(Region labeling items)
--- start ---
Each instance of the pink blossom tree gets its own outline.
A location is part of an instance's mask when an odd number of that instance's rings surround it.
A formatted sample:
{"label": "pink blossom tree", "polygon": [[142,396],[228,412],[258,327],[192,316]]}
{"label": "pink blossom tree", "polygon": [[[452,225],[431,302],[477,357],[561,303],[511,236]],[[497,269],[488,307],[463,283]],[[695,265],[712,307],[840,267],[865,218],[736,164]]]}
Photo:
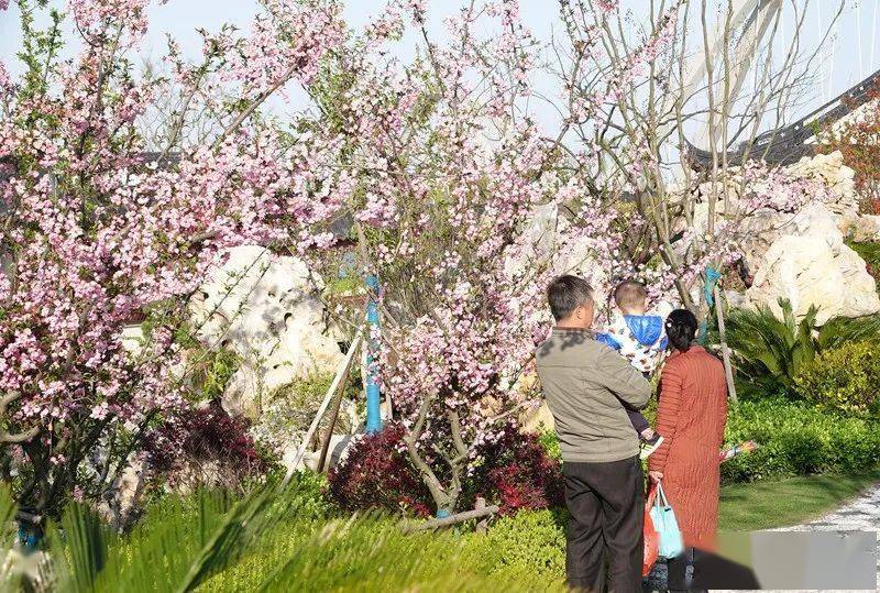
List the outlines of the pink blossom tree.
{"label": "pink blossom tree", "polygon": [[[0,64],[0,471],[25,508],[52,514],[105,494],[190,405],[179,332],[222,250],[286,241],[292,221],[344,197],[332,176],[316,197],[319,149],[297,153],[261,117],[312,80],[343,28],[332,1],[265,0],[250,32],[202,33],[197,63],[172,44],[168,75],[143,76],[148,0],[72,0],[41,31],[43,6],[19,1],[23,76]],[[81,36],[73,57],[64,19]],[[183,107],[150,146],[143,122],[168,95]],[[194,113],[210,136],[191,133]],[[143,337],[127,348],[135,320]]]}
{"label": "pink blossom tree", "polygon": [[[675,79],[688,4],[652,4],[639,23],[617,2],[562,1],[551,65],[516,1],[465,2],[442,43],[422,2],[393,1],[312,86],[321,114],[301,131],[338,142],[327,171],[356,179],[340,217],[354,221],[360,271],[382,283],[378,371],[438,510],[455,509],[469,472],[492,462],[480,444],[535,400],[527,377],[549,328],[550,278],[578,270],[607,294],[638,275],[656,296],[696,307],[706,266],[738,259],[745,217],[810,195],[782,175],[768,188],[752,168],[739,174],[737,211],[710,208],[701,226],[692,195],[734,167],[672,183],[664,147],[683,154],[691,118]],[[403,63],[388,46],[406,35],[419,42]],[[534,87],[548,72],[561,97]],[[539,100],[559,129],[535,121]],[[536,229],[546,211],[550,227]]]}

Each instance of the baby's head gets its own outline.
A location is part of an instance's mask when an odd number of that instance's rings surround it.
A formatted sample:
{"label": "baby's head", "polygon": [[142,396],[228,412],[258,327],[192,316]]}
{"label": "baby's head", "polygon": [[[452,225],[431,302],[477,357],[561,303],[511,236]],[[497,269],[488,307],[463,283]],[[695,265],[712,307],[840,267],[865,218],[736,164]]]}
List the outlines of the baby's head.
{"label": "baby's head", "polygon": [[624,315],[645,315],[648,308],[648,290],[638,281],[624,281],[614,289],[614,301]]}

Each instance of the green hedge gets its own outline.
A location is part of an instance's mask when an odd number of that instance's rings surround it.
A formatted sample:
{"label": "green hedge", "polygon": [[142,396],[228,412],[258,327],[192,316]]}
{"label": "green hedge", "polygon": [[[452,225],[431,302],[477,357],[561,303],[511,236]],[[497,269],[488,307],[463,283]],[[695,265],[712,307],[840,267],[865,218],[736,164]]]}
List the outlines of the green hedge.
{"label": "green hedge", "polygon": [[[782,397],[730,404],[724,442],[761,447],[722,464],[725,484],[816,473],[861,473],[880,461],[880,418],[854,417]],[[556,435],[541,442],[559,454]]]}
{"label": "green hedge", "polygon": [[870,470],[880,459],[880,421],[784,399],[732,405],[725,441],[761,448],[722,464],[725,483]]}
{"label": "green hedge", "polygon": [[850,342],[820,353],[794,377],[807,402],[845,414],[880,411],[880,344]]}

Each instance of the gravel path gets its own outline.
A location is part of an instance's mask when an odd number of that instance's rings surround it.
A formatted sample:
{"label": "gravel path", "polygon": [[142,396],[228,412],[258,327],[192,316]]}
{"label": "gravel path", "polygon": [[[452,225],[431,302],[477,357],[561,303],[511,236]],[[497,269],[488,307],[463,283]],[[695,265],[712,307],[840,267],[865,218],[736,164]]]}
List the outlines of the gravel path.
{"label": "gravel path", "polygon": [[[880,484],[814,521],[774,531],[878,531],[880,532]],[[877,591],[880,591],[880,546],[878,546]],[[733,593],[733,592],[717,592]],[[806,593],[789,591],[788,593]],[[853,593],[853,592],[846,592]]]}

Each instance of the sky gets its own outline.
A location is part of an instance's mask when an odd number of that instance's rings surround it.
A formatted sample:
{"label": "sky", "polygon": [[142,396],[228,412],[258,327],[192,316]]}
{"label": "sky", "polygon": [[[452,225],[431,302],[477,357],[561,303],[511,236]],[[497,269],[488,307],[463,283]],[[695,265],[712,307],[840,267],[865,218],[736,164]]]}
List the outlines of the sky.
{"label": "sky", "polygon": [[[821,25],[828,22],[839,0],[784,0],[787,6],[796,2],[807,8],[804,39],[818,39]],[[811,110],[820,107],[826,100],[837,96],[862,80],[871,73],[880,69],[880,37],[877,29],[880,26],[880,0],[845,0],[849,3],[844,15],[834,31],[833,51],[825,53],[824,59],[817,66],[816,80],[811,88],[806,103],[801,108]],[[10,2],[7,12],[0,12],[0,61],[7,68],[16,73],[21,67],[15,59],[15,53],[21,42],[19,31],[19,14],[14,3]],[[61,0],[53,0],[56,6],[62,6]],[[355,28],[362,28],[371,18],[378,14],[386,0],[348,0],[345,1],[344,18]],[[442,41],[446,32],[442,19],[454,12],[462,3],[461,0],[429,0],[429,32],[438,41]],[[623,0],[623,6],[636,14],[644,11],[647,0]],[[549,42],[553,32],[559,32],[561,25],[558,18],[558,3],[554,0],[520,0],[520,13],[526,24],[535,35]],[[151,7],[151,29],[143,46],[144,57],[158,59],[165,48],[166,35],[172,35],[182,45],[185,53],[197,56],[199,53],[199,37],[195,34],[196,28],[218,30],[224,22],[238,24],[242,29],[256,11],[255,0],[170,0],[166,4],[154,2]],[[792,11],[788,9],[788,26],[793,29]],[[783,30],[787,25],[783,17]],[[67,31],[69,41],[75,40],[72,31]],[[790,32],[788,33],[791,34]],[[414,39],[405,39],[398,43],[395,51],[406,59],[413,55]],[[548,95],[556,95],[558,89],[548,88],[552,83],[536,81],[538,89]],[[542,88],[543,87],[543,88]],[[302,97],[293,97],[294,103],[305,101]],[[287,106],[296,108],[297,106]],[[283,107],[274,106],[274,109]],[[556,113],[549,106],[536,106],[535,114],[544,127],[557,124]],[[802,113],[803,114],[803,113]]]}

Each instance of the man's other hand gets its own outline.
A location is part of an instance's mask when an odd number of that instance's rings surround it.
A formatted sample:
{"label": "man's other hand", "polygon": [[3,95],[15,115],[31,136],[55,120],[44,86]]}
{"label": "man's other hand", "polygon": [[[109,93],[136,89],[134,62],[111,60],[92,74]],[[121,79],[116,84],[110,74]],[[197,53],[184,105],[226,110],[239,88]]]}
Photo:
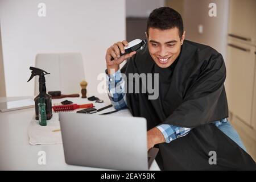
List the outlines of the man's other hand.
{"label": "man's other hand", "polygon": [[156,127],[147,131],[147,150],[152,148],[154,145],[165,142],[162,132]]}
--- end ---
DO THIS:
Please copy exactly the lines from the one containing "Each instance of the man's" through the last line of the records above, both included, and leave out any pictures.

RESPONSE:
Each instance of the man's other hand gets its own outline.
A location is part of an instance's mask when an odd number of that instance's rings surround it.
A formatted sample:
{"label": "man's other hand", "polygon": [[3,95],[15,115],[31,136],[55,120],[44,86]]}
{"label": "man's other hand", "polygon": [[[109,93],[136,89],[134,62],[111,60],[92,74]],[[121,79],[116,84],[110,74]],[[197,53],[184,105],[226,110],[239,88]]]}
Photo:
List the outlines of the man's other hand.
{"label": "man's other hand", "polygon": [[156,127],[147,131],[147,150],[152,148],[154,145],[165,142],[162,132]]}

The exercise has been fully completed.